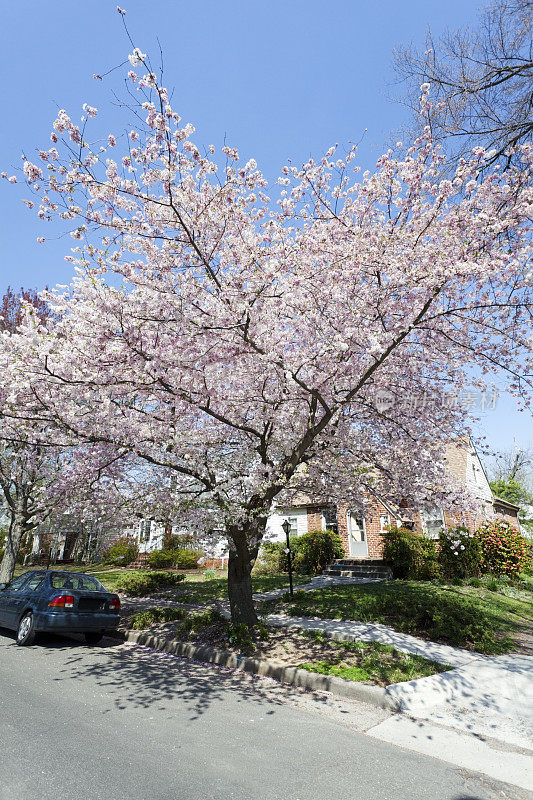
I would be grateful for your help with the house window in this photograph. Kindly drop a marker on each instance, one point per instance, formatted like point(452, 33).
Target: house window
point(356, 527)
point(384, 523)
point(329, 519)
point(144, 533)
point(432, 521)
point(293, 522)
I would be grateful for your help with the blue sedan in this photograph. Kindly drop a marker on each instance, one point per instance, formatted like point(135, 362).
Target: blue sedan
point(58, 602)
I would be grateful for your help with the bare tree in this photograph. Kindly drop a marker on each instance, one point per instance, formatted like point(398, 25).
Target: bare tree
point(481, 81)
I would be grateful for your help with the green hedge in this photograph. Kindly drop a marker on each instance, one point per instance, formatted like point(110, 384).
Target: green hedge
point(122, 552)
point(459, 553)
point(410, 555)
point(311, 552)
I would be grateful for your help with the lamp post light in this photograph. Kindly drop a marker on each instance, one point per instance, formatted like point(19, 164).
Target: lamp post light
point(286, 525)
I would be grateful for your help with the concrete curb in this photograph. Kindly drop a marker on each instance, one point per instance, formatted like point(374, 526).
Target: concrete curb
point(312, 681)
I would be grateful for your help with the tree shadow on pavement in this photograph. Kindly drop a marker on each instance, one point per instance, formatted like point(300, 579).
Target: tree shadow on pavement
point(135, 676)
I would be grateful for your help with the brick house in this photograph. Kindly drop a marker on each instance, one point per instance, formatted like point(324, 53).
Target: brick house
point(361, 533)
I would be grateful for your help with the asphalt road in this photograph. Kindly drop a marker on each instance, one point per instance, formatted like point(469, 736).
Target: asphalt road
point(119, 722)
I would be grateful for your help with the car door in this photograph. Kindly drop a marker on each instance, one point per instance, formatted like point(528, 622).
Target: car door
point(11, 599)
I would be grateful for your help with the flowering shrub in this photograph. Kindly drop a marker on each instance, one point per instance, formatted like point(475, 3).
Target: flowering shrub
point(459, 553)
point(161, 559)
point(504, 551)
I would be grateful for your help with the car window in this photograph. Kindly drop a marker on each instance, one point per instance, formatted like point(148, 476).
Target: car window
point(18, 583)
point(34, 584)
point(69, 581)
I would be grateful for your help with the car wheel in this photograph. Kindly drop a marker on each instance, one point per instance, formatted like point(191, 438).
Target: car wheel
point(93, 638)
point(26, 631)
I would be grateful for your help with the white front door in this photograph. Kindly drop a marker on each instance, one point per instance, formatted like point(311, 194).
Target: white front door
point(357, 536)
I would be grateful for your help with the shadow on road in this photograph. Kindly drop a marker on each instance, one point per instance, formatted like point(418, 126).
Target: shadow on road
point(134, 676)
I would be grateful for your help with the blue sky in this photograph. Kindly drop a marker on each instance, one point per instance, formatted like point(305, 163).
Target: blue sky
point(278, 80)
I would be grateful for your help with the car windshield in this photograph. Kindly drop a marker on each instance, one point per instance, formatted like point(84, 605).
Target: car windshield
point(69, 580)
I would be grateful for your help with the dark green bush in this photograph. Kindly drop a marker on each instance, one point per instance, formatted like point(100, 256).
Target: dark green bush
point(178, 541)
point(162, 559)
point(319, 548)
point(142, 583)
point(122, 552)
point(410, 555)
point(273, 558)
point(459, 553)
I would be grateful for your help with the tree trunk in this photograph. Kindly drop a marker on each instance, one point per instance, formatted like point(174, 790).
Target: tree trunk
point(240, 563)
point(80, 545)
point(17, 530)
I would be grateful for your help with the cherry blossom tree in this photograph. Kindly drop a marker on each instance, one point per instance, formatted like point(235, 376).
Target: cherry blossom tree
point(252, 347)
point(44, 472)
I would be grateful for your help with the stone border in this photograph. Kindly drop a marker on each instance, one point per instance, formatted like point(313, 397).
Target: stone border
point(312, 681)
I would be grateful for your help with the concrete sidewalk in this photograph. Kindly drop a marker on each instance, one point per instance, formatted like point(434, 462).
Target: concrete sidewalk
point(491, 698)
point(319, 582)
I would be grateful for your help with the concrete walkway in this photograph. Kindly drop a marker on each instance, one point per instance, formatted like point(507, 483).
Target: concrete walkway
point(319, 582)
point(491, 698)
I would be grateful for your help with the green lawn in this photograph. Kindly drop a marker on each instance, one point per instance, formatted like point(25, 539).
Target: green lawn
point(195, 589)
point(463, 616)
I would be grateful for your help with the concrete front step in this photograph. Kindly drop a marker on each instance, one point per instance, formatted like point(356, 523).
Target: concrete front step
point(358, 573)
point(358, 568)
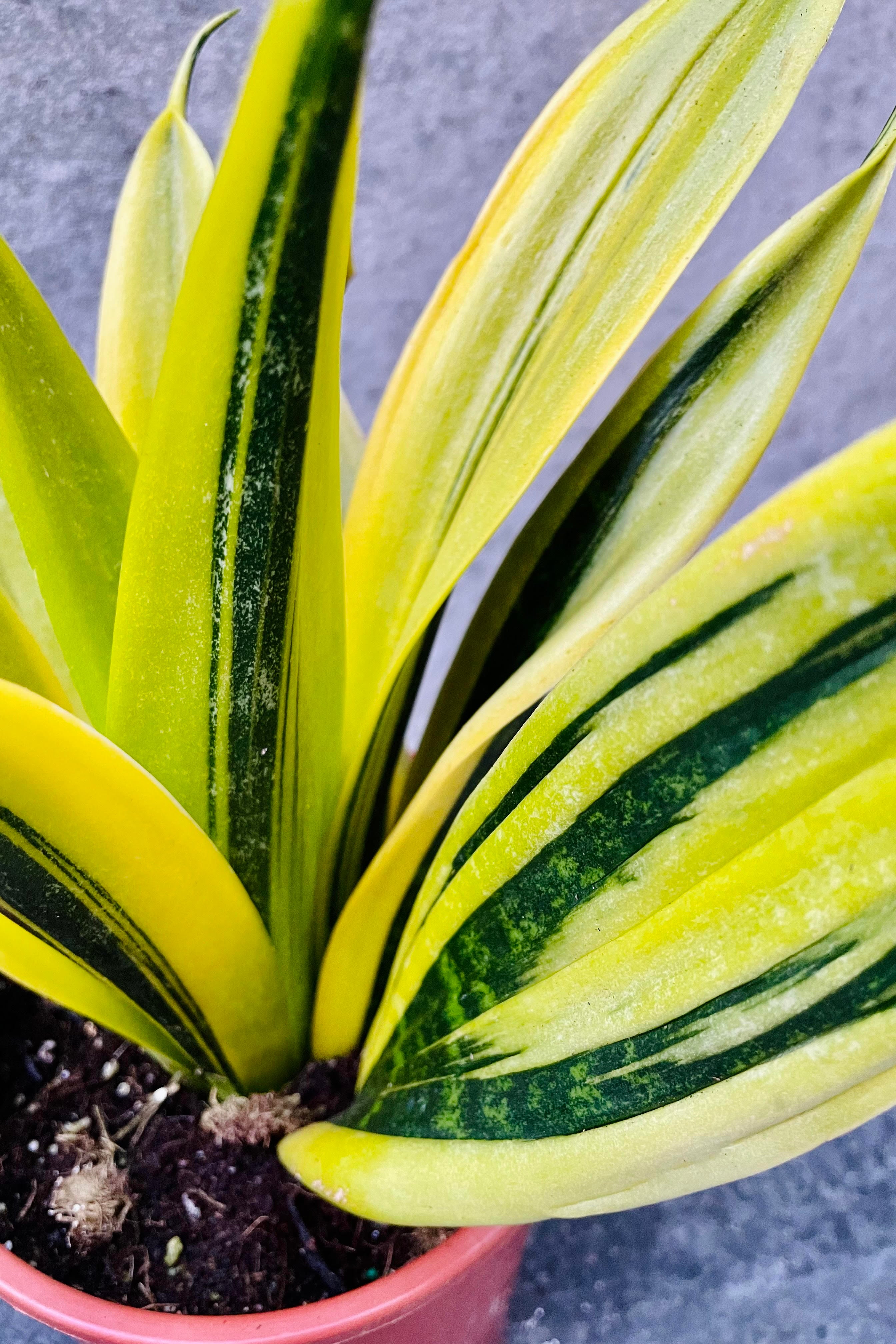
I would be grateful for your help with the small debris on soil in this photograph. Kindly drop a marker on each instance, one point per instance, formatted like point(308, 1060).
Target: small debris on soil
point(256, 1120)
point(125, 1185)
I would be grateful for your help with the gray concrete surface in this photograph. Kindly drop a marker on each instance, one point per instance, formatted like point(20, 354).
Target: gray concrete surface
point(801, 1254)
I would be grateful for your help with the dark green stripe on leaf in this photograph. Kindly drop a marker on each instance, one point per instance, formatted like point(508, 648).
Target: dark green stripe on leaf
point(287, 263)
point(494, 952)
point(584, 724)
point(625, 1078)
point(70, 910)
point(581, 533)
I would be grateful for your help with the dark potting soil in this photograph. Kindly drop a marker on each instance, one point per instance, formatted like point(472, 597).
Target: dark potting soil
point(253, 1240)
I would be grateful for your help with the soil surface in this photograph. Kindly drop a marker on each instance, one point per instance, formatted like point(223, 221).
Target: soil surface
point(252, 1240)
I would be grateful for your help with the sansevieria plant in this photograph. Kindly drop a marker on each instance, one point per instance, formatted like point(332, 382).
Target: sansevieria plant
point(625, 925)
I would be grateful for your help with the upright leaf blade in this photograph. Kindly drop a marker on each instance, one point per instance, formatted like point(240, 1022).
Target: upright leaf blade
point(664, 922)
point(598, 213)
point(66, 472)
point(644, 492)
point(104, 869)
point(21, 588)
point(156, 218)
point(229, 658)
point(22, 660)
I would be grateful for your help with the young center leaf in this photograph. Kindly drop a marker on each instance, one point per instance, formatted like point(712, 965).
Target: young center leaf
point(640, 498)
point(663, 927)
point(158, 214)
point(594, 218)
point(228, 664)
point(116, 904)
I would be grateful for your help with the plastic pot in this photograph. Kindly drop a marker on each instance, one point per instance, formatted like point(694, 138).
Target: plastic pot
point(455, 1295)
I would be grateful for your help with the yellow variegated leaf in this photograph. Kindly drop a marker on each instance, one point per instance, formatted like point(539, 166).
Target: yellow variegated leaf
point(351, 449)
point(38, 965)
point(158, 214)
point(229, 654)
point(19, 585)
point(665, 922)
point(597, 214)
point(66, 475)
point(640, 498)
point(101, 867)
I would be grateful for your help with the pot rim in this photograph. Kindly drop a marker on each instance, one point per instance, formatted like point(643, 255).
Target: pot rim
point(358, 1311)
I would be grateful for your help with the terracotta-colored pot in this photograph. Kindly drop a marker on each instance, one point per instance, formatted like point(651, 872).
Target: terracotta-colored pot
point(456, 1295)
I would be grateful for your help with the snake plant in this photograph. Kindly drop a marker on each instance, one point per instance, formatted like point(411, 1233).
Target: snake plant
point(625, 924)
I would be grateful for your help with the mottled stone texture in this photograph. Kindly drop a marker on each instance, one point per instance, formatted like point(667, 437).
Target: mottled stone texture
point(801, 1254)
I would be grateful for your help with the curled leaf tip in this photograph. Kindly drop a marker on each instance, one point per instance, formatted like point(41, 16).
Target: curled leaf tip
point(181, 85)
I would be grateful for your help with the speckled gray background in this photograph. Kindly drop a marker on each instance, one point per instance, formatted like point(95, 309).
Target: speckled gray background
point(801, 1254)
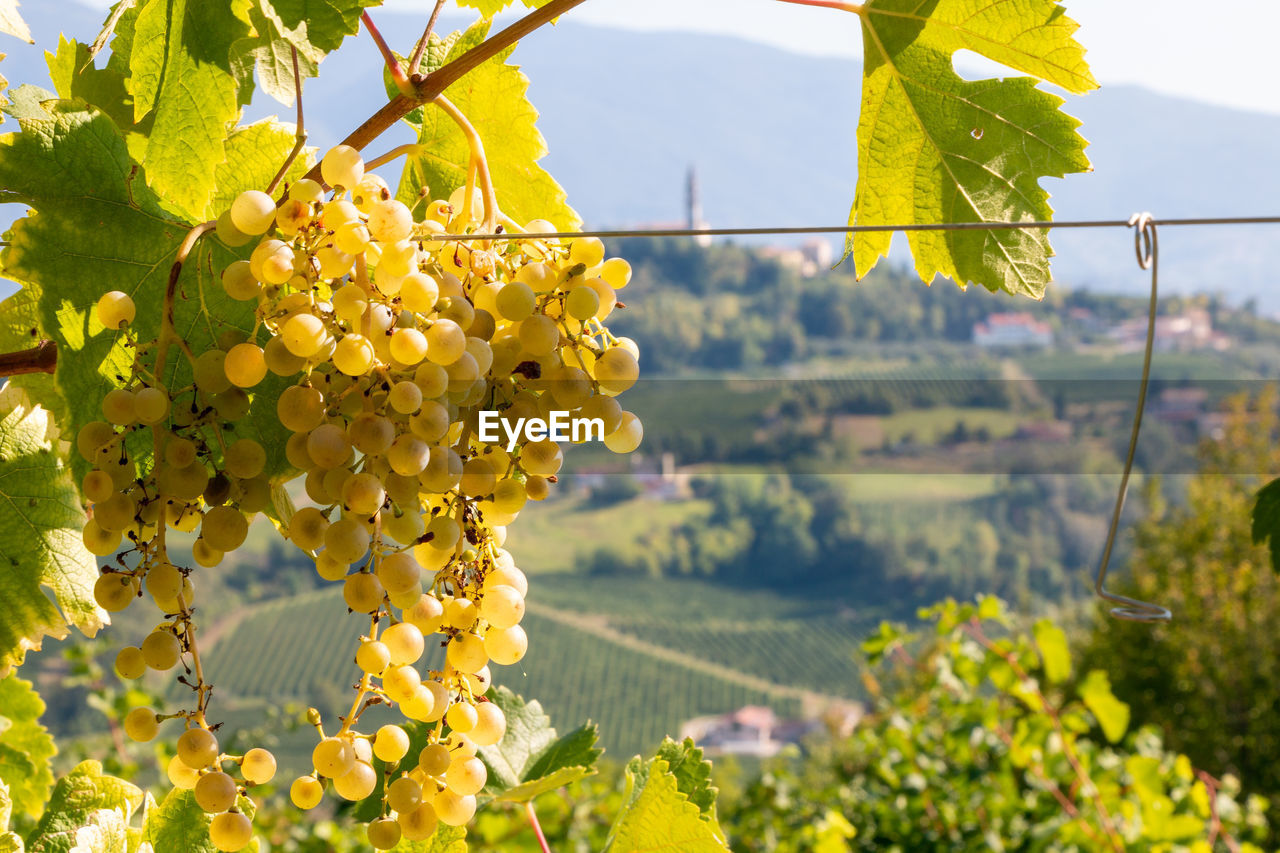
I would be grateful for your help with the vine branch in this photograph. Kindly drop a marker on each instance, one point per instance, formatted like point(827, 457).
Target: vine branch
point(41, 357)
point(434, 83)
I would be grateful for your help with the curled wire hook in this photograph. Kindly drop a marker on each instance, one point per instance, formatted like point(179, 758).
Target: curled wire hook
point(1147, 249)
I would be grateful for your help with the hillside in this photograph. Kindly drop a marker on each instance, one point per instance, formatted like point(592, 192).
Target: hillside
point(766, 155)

What you will do:
Reproduce the records above word for word, everything from the line containing "I would be grateful for your help with the young" down to the line containing "point(181, 85)", with both of those lines included.

Response to this exercise:
I would be grateful for your help with the young center leaf in this photograph. Kindly drop a marker on each instance, one point per instance, formatted like point(712, 965).
Target: young center leaf
point(640, 498)
point(663, 927)
point(158, 214)
point(594, 218)
point(228, 664)
point(116, 904)
I would be grateful for your help with the plastic pot in this photograph. Kindly drop a marker on each instance, one point per instance, formatted like point(694, 138).
Target: plastic pot
point(455, 1295)
I would be grateful for your help with the yellow variegated leaf in this photograph. Kindly drop a marker on each instance, one point per instance, formatted like point(539, 166).
Target: yellow variegated leaf
point(351, 449)
point(38, 965)
point(158, 214)
point(229, 654)
point(19, 585)
point(665, 922)
point(597, 214)
point(66, 475)
point(640, 498)
point(101, 867)
I would be grateful for your help with the pot rim in this photograph. Kindly drop a marker on each instance, one point per instance, formatted like point(643, 255).
Target: pot rim
point(358, 1311)
I would be grateful for your help with the terracotta-colored pot in this photograph. Kindly drop a marker on each instance, one point per instance, formatted like point(651, 872).
Target: terracotta-colored pot
point(456, 1295)
I would be grateful for your help with the snake plant in this photograph. Kindly drop a marker on each instance, one point per instance, formatted like point(411, 1233).
Target: snake plant
point(625, 924)
I would be grateful for your help with the mottled stone texture in this photograph. Kindly drop a marker on each instance, one point per instance, formatted like point(667, 437).
Target: mottled stone texture
point(801, 1254)
I would be grateful for your help with the curled leaf tip in this photograph. Kindly drop a marker on each instance, one point per instance, formatted like point(41, 16).
Target: curled leaf tip
point(181, 85)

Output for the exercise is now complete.